**RECORD SET:**
- - - - -

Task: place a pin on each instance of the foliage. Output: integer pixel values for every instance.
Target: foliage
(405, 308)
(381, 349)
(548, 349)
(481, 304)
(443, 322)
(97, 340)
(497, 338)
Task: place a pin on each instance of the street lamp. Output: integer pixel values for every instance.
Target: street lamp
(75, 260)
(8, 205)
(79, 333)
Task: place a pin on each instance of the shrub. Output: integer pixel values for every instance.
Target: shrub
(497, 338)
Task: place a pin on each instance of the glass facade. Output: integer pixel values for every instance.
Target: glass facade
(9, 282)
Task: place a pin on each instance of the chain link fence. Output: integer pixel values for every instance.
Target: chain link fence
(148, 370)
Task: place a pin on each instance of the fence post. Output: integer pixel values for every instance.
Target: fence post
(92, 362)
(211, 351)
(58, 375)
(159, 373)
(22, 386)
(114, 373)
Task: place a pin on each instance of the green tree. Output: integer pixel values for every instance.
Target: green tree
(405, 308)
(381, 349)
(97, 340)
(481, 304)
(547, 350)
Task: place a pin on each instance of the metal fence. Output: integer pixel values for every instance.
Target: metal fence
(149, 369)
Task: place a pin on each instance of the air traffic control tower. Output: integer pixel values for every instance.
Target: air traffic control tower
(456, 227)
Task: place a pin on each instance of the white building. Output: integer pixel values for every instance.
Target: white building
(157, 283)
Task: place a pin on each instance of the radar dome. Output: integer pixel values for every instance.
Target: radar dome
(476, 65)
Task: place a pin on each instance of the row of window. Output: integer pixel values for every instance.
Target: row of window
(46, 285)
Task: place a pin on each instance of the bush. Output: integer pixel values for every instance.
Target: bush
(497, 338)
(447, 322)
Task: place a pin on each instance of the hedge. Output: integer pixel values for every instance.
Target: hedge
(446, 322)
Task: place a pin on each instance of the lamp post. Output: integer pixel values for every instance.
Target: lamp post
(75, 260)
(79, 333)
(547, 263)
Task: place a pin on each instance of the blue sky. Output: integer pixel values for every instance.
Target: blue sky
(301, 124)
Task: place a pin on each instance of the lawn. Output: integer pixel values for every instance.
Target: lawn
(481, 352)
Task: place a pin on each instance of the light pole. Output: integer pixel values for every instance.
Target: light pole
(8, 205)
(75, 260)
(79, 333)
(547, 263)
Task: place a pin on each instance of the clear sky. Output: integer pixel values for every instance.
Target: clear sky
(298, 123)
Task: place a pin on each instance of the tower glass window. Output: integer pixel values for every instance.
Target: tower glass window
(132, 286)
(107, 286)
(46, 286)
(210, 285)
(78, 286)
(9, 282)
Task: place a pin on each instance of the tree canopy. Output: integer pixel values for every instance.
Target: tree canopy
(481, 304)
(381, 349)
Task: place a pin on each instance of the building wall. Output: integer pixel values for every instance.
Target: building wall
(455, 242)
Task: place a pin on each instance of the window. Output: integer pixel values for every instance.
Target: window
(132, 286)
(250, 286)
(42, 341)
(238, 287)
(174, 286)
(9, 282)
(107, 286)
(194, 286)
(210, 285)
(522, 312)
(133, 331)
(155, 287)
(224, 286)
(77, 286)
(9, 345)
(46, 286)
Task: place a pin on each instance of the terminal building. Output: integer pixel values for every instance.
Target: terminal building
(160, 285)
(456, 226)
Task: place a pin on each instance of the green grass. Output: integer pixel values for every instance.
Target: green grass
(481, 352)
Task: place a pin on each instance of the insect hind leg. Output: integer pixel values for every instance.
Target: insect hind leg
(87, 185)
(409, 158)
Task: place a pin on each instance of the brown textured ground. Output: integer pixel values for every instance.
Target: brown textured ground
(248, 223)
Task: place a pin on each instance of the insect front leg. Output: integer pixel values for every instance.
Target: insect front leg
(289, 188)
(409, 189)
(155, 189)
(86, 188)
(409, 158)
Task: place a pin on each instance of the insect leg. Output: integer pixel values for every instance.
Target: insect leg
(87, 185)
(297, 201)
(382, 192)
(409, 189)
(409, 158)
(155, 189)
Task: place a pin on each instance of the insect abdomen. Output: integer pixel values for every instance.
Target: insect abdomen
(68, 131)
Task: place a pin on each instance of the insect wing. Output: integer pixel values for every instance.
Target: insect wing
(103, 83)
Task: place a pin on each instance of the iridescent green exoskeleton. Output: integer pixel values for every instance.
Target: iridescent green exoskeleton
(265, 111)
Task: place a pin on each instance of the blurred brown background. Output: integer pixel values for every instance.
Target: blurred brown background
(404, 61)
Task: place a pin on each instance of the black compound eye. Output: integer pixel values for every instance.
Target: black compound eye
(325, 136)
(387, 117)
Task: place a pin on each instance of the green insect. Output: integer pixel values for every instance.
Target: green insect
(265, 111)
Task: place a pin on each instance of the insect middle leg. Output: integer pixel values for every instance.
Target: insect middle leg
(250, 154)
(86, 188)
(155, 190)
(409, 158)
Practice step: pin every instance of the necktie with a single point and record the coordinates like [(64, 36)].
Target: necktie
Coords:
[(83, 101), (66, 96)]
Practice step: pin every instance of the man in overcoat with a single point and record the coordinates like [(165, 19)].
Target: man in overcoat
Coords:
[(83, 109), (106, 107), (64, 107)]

- - - - -

**INSTRUCTIONS FOR THE TASK:** Copy down the whole of the data above, matching it exactly.

**RESPONSE TO THIS TASK:**
Task: place a pin on each instance of the foliage. Output: integer pixel values for every instance.
Target: foliage
(405, 308)
(381, 349)
(548, 349)
(481, 304)
(443, 322)
(97, 340)
(497, 338)
Task: place a pin on each instance of the street lamp. Output: integer pixel values for every instance.
Target: street lamp
(75, 260)
(8, 205)
(79, 333)
Task: place a pin on each instance of the shrub. Output: integer pixel values for every instance.
Target: shrub
(497, 338)
Task: place a pin on each instance of the glass facade. Output: integer pixel values for every instance.
Target: glass facade
(9, 282)
Task: place a pin on each instance of the chain link fence. Output: integer pixel values for every instance.
Target: chain link fence
(148, 370)
Task: place a pin on each instance of the fence post. Output: integer pixel values for every instance.
Target: fence post
(92, 362)
(211, 351)
(58, 375)
(159, 373)
(22, 386)
(114, 373)
Task: place a pin on each instance of the green tree. Output: integer pixel values for every instance.
Target: green tree
(405, 308)
(381, 349)
(97, 340)
(481, 304)
(547, 350)
Task: place a pin on each instance of the metal fence. Output: integer pixel values for every instance.
Target: metal fence
(149, 369)
Task: place a pin on each instance of the air traffic control tower. Output: integer pixel values for every instance.
Target: air traffic control tower
(456, 227)
Task: place a pin on each instance of the white building. Output: integer pixel values for every instance.
Target: white building
(157, 283)
Task: place a pin on each instance of the radar dome. Output: integer pixel values for every instance.
Target: radar dome
(476, 65)
Task: place a pin on each instance of the row of window. Output: integer pixel values for every instance.
Target: row of window
(46, 285)
Task: place a pin on each instance of the bush. Output: integer pixel values for every instance.
Target: bush
(497, 338)
(447, 322)
Task: place a pin on each instance of the hedge. Output: integer pixel values for every instance.
Target: hedge
(446, 322)
Task: place a pin on each instance of the lamp post. Output: integer pixel values for every instance.
Target: lamp post
(75, 260)
(79, 333)
(547, 263)
Task: place a pin on each instance of the blue sky. Output: integer pixel values for every instance.
Target: blue sky
(301, 124)
Task: place a pin on each instance of the lawn. Output: integer pixel values for every instance.
Target: lawn
(481, 352)
Task: place a pin on each instance of the light pole. Output: integer pixel values for every instance.
Target: light pole
(8, 205)
(75, 260)
(79, 333)
(547, 263)
Task: place a pin on each instance of the clear sky. Output: integer pixel values for every instance.
Target: clear sky
(298, 123)
Task: place a pin on each instance of the tower glass window. Output: integer pixel values for every instance.
Target: tower glass window
(132, 286)
(107, 286)
(46, 286)
(210, 285)
(78, 286)
(9, 282)
Task: place a pin on each instance of the tree canopy. Output: integer pixel values for every instance.
Target: tree canopy
(481, 304)
(381, 349)
Task: place a pin on each instance of the building wall. Output: integer pixel values for every instance.
Target: building wall
(455, 242)
Task: place a pin on each instance of the window. Output: integer pixel values for every instance.
Target: window
(132, 286)
(250, 286)
(42, 341)
(238, 287)
(174, 286)
(9, 282)
(107, 286)
(194, 286)
(210, 285)
(522, 312)
(133, 331)
(155, 287)
(224, 286)
(77, 286)
(9, 345)
(46, 286)
Task: place a pin on each instance of the terminal building. Output: integer pixel values for every instance.
Target: terminal building
(160, 285)
(456, 226)
Task: place a pin on each instance of the green grass. Output: integer pixel values for every instance.
Target: green grass
(481, 352)
Task: place a pin on each instance of the insect hind leg. Output: integer pixel values for every instance.
Target: insect hind leg
(87, 185)
(409, 158)
Task: place a pin on each instance of the brown textured ground. Output: integer pixel values for every instance.
Target: brown textured ground
(248, 223)
Task: place a pin on each instance of the insect front leg. Output: integer pixel values for every instance.
Target: insect front leg
(289, 188)
(409, 189)
(155, 189)
(86, 188)
(409, 158)
Task: place a pin on each instance of the insect leg. Output: integer pixel values for every instance.
Target: insect leg
(87, 185)
(297, 201)
(382, 192)
(409, 189)
(409, 158)
(155, 189)
Task: place a pin on each instance of the insect abdomen. Output: integer pixel values for every instance.
Target: insect abdomen
(68, 131)
Task: place a pin on each instance of the insect wing. Output: integer pixel values for every instance.
Target: insect wing
(103, 83)
Task: place a pin on each instance of the iridescent green exoskeleton. Output: integer pixel values for every instance.
Target: iridescent green exoskeleton
(265, 111)
Task: place a pin on each instance of the blurred brown background. Output: integer pixel values for every instance.
Target: blurred brown background
(404, 61)
Task: place a pin on each instance of the black compound eye. Output: integer pixel values for every instance.
Target: black compound eye
(325, 136)
(387, 117)
Task: place a pin on each instance of the green insect. Output: integer pixel values for every instance.
Target: green insect
(265, 111)
Task: place a pin on each instance of the insect middle leg. Output: integer pixel values for every instance.
Target: insect middle leg
(250, 154)
(86, 188)
(155, 190)
(409, 158)
Practice step: pin every instance of the necktie with a single point and record the coordinates like [(64, 36)].
Target: necktie
Coords:
[(83, 101), (66, 96)]
Practice step: pin every instance of the man in overcoat with a single point and record the coordinates like [(165, 19)].
Target: man in overcoat
Coords:
[(83, 109), (106, 107), (64, 107)]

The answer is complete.